Locate the line containing "Where can the grass", then please write out that line and all the lines below it in the entries exactly.

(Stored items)
########

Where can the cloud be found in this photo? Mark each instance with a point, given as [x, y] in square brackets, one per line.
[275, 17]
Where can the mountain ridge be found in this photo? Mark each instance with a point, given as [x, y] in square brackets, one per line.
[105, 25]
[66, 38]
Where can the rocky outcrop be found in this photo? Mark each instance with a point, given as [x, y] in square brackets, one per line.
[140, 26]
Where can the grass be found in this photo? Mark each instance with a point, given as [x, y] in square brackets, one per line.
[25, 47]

########

Result of the task:
Where can the grass be found in this photo? Mark each instance with a point, given as [x, y] in square brackets, one per line.
[25, 47]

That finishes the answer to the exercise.